● **TEKS SUMBER**:
++++
Senyawa Tersembunyi pada Rosemary Bisa Membantu Melawan Alzheimer

17 Maret 2025 13:59
Penulis: Alamsyah, lifestyle
Senyawa tersebut, yang dikenal dengan nama asam karnosat (carnosic acid), memiliki sifat antioksidan dan anti-inflamasi yang kuat. Namun, dalam bentuk murninya, senyawa ini tidak stabil.

Sahabat.com - Peneliti di California telah menemukan pendekatan baru yang menjanjikan untuk pengobatan penyakit Alzheimer, yang terinspirasi oleh senyawa yang ditemukan pada rempah-rempah umum seperti rosemary. 

Senyawa tersebut, yang dikenal dengan nama asam karnosat (carnosic acid), memiliki sifat antioksidan dan anti-inflamasi yang kuat. Namun, dalam bentuk murninya, senyawa ini tidak stabil.

Para peneliti di California berhasil menyintesis turunan stabil dari senyawa ini, yang menunjukkan hasil yang menjanjikan pada model tikus yang menderita Alzheimer.
++++
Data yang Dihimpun
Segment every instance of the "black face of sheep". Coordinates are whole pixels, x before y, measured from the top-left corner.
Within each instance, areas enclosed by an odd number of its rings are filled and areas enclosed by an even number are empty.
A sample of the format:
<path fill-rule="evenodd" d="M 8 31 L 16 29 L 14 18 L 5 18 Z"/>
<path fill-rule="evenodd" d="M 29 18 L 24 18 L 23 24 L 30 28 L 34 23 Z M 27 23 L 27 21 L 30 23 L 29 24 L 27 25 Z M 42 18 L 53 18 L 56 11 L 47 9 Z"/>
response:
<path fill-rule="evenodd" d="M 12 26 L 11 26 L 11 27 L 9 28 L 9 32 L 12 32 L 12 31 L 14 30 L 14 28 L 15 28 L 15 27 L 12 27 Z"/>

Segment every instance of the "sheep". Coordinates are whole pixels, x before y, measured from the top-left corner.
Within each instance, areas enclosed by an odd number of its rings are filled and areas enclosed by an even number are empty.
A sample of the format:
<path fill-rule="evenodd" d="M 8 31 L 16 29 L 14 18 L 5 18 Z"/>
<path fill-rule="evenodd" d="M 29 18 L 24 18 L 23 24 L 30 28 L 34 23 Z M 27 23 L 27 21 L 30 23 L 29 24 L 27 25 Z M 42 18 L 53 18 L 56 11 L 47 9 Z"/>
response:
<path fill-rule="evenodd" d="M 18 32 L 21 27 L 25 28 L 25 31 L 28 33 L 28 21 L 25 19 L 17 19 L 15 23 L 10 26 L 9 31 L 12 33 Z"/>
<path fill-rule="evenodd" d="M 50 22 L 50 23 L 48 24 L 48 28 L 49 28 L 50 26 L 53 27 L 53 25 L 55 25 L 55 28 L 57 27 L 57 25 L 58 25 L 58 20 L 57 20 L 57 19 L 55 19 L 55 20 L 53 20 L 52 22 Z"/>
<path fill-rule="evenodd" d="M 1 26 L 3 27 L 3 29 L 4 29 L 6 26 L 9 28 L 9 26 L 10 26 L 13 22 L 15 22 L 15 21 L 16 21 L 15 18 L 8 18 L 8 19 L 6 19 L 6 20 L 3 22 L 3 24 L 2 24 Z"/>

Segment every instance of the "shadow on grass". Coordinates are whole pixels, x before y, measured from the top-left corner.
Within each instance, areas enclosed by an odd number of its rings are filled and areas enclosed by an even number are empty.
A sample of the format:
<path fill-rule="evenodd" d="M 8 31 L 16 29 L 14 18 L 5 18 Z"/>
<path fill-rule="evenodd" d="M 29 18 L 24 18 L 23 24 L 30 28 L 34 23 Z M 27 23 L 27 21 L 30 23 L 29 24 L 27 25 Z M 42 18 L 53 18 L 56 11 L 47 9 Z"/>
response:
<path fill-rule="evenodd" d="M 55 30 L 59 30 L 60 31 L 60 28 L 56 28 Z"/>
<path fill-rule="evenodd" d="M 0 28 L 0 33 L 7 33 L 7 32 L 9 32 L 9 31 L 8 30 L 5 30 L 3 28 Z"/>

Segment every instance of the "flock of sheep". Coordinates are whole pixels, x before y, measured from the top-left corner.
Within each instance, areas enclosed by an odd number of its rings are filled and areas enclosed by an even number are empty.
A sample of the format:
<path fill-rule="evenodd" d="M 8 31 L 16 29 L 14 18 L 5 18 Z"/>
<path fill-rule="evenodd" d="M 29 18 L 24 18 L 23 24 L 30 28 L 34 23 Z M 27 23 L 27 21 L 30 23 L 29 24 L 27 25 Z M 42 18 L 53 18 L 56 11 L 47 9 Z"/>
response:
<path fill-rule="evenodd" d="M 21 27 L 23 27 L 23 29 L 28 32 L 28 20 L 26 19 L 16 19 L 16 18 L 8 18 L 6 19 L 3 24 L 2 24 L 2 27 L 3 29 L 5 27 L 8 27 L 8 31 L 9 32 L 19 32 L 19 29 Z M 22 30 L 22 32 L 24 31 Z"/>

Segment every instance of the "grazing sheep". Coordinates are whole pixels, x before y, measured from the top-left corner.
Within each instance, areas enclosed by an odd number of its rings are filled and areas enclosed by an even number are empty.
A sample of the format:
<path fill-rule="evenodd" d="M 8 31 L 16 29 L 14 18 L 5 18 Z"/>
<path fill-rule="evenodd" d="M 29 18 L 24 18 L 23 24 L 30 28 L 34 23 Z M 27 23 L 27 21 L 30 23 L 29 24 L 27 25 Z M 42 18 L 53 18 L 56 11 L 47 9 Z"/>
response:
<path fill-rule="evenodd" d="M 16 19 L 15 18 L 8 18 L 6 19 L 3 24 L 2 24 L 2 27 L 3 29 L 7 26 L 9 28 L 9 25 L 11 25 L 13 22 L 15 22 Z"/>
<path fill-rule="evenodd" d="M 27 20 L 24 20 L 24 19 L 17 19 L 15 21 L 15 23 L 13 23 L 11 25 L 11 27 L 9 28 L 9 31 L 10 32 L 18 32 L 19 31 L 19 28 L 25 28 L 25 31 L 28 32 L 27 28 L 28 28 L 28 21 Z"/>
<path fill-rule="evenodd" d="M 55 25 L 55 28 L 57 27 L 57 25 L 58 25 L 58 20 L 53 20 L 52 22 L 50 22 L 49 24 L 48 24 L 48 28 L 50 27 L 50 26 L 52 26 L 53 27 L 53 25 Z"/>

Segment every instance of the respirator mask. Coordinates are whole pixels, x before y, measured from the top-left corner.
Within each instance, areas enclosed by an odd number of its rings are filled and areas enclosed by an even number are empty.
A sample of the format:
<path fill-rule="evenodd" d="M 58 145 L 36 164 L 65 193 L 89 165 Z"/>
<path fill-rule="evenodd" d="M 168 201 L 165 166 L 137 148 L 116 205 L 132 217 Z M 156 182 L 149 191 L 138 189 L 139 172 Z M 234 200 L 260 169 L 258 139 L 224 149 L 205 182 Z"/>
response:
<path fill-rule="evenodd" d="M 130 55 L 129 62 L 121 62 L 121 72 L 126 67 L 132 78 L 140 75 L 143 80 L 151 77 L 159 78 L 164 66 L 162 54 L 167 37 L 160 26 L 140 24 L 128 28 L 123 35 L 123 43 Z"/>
++++
● **YANG HARUS DIKERJAKAN**:
a – Ulangi bagian artikel tentang senyawa rosemary dan Alzheimer dari "Senyawa Tersembunyi pada" sampai "umum seperti rosemary." tanpa mengubah satu kata pun.
b – Teruskan artikel tentang senyawa rosemary dan Alzheimer, dimulai setelah kalimat terakhir yang tercantum.
Baris-baris data tersebut tidak berperan sama sekali dalam hal ini.

● **HASIL YANG DIHARAPKAN**:
a –
Senyawa Tersembunyi pada Rosemary Bisa Membantu Melawan Alzheimer

17 Maret 2025 13:59
Penulis: Alamsyah, lifestyle
Senyawa tersebut, yang dikenal dengan nama asam karnosat (carnosic acid), memiliki sifat antioksidan dan anti-inflamasi yang kuat. Namun, dalam bentuk murninya, senyawa ini tidak stabil.

Sahabat.com - Peneliti di California telah menemukan pendekatan baru yang menjanjikan untuk pengobatan penyakit Alzheimer, yang terinspirasi oleh senyawa yang ditemukan pada rempah-rempah umum seperti rosemary.

b –
Tikus yang diberi senyawa turunan stabil ini mengalami peningkatan memori, lebih banyak sinaps neuron, pengurangan peradangan, dan penghapusan protein-protein beracun yang terkait dengan Alzheimer.

Penyakit Alzheimer dapat menyebabkan kehancuran sinaps yang tinggi, merusak jalur komunikasi antar-neuron yang penting, sementara kehilangan memori adalah salah satu efek yang paling mudah terlihat. 

Menurut ilmuwan saraf Stuart Lipton dari Scripps Research Institute, setelah melalui berbagai tes memori, tikus yang diberi senyawa ini menunjukkan peningkatan yang signifikan.

"Kami melakukan berbagai tes memori, dan semuanya menunjukkan perbaikan dengan obat ini," kata Lipton. 

"Obat ini tidak hanya memperlambat penurunan kondisi, tetapi hampir mengembalikannya ke kondisi normal."

Salah satu tantangan utama yang dihadapi para peneliti adalah bagaimana mengubah asam karnosat menjadi bentuk yang stabil dan cukup lama bertahan di otak untuk memberikan efek yang diinginkan. 

Setelah serangkaian uji coba, mereka berhasil menemukan bentuk yang sesuai, yakni di-asetilasi karnosat (diAcCA).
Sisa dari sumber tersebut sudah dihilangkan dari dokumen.